▶ Task data:

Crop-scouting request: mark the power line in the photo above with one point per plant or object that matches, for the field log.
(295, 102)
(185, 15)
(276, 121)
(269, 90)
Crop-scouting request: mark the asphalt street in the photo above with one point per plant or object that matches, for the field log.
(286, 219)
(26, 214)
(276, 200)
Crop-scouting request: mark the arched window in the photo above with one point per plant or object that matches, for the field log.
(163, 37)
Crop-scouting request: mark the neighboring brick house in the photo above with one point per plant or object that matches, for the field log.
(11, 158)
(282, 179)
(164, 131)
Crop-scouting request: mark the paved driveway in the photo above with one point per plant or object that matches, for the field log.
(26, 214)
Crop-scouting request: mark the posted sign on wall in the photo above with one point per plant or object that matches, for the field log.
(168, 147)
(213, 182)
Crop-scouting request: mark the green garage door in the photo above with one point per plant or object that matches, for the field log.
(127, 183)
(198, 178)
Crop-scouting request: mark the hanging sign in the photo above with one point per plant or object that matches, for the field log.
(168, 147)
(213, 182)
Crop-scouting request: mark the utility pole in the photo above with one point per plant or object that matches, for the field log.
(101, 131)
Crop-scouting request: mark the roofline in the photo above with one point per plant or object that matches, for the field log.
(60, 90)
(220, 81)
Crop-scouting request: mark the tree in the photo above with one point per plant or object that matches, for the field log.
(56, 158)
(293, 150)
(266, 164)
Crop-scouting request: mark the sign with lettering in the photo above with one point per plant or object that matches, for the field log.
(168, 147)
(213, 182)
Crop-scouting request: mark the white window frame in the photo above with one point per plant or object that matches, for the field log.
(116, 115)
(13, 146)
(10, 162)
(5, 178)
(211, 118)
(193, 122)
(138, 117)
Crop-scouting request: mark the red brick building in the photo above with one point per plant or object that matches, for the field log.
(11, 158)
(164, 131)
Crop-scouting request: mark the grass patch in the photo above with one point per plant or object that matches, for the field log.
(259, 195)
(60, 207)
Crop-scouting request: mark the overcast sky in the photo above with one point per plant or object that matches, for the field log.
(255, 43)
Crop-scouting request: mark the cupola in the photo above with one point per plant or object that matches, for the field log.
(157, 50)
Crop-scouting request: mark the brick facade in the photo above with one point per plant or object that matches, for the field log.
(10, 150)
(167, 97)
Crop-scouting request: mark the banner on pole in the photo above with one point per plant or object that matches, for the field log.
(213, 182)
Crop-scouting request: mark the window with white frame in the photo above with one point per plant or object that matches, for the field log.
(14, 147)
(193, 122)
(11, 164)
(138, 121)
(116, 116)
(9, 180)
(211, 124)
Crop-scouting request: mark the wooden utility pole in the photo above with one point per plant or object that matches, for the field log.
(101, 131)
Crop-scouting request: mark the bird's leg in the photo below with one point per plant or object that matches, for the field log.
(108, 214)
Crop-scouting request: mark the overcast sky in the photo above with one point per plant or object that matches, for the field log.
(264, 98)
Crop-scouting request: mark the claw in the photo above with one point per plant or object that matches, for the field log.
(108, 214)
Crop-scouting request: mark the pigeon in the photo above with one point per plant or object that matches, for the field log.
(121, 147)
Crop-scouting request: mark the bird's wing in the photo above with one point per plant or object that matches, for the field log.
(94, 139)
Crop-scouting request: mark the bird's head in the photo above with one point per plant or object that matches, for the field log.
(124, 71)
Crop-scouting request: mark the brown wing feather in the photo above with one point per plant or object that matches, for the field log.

▶ The exercise: Edit the listing so that every "field log" becomes "survey sheet", and leave all other text unchanged.

▶ Exercise result:
Crop-scouting request: mark the power line in the photo above with one point per plant or object that matches, for the survey sheet.
(295, 102)
(185, 15)
(276, 121)
(269, 90)
Crop-scouting request: mark the asphalt street in the photo above with one point per plant or object that matches, for the survey sheet.
(286, 219)
(26, 214)
(276, 200)
Crop-scouting request: mark the arched window in the photo above with one point per plant or object that matches, for the survey sheet.
(163, 37)
Crop-scouting request: mark the neighboring brick house in the photo above with one point per plant or object that matches, for the survey sheet.
(11, 158)
(282, 179)
(164, 131)
Crop-scouting request: mark the paved driveway in the photo above with one point per plant or object that matches, for the survey sheet.
(26, 214)
Crop-scouting request: mark the posted sign on wall in the photo above with one point per plant or object that matches, for the survey sheet.
(168, 147)
(213, 182)
Crop-scouting request: mark the green garage door in the photo above with one point per plant or object that matches, for the survey sheet.
(127, 183)
(198, 178)
Crop-scouting request: mark the hanging sign in the photo above with one point per plant or object that matches, for the survey sheet.
(168, 147)
(213, 182)
Crop-scouting request: mark the utility pole in the photo above with one point per plant or object that matches, for the survey sheet.
(101, 131)
Crop-scouting request: mark the roofline in the photo above with one point per plant or object that matches, for the survey sheet.
(60, 90)
(220, 81)
Crop-scouting request: mark the tree in the photo above with one point per plant or object that matches, for the survey sheet.
(56, 158)
(293, 150)
(266, 164)
Crop-scouting request: mark the sign with lettering in the photo above with one point per plant or object that matches, for the survey sheet.
(168, 147)
(213, 182)
Crop-scouting request: mark the white window frame in the photo above with one point per plant or object that matches, for the survey sheet.
(116, 115)
(13, 146)
(10, 162)
(5, 178)
(211, 118)
(193, 122)
(138, 117)
Crop-scouting request: mark the red brick building in the photo above with one point per plant or object that matches, for the survey sheet.
(11, 158)
(164, 131)
Crop-scouting request: mark the grass patch in the photo above with one point per plant or object that matches, for the survey sheet.
(259, 195)
(60, 207)
Crop-scouting request: mark the overcast sky in the photo above with one point per plant or object that matches, for the survey sheet.
(255, 43)
Crop-scouting request: mark the cupola in the photo above with one point per plant or object that matches, for the survey sheet.
(157, 50)
Crop-scouting request: mark the brick facade in the photo above with one point per plant or object that matches, for the survey sheet.
(10, 150)
(167, 97)
Crop-scouting request: mark the banner on pole in the photo above with one point per plant or object that matches, for the survey sheet.
(213, 182)
Crop-scouting request: mark the window with white frame in the photo above with one point per plant or object that matches, for the survey sheet.
(14, 147)
(193, 122)
(11, 164)
(138, 121)
(116, 116)
(9, 180)
(211, 124)
Crop-scouting request: mark the wooden utility pole in the photo above with one point per plant or object that matches, for the survey sheet.
(101, 131)
Crop-scouting request: mark the bird's leg in the photo below with one point per plant or object that matches, for the survey sheet.
(108, 214)
Crop-scouting request: mark the overcast sky in the photo above with one point per plant or object that matches, for the survey sheet.
(264, 98)
Crop-scouting request: mark the claw in the photo above with one point per plant or object that matches, for the survey sheet.
(108, 214)
Crop-scouting request: mark the pigeon in the photo above with one point per plant or object that matches, for the survey sheet.
(121, 147)
Crop-scouting request: mark the bird's wing in the photo above with one point per plant or object that matches, for the survey sheet.
(94, 139)
Crop-scouting request: mark the bird's head in the photo above with one point per plant or object that matches, for the survey sheet.
(124, 71)
Crop-scouting request: mark the brown wing feather in the photo above with one point per plant or object that matches, for the survey sheet.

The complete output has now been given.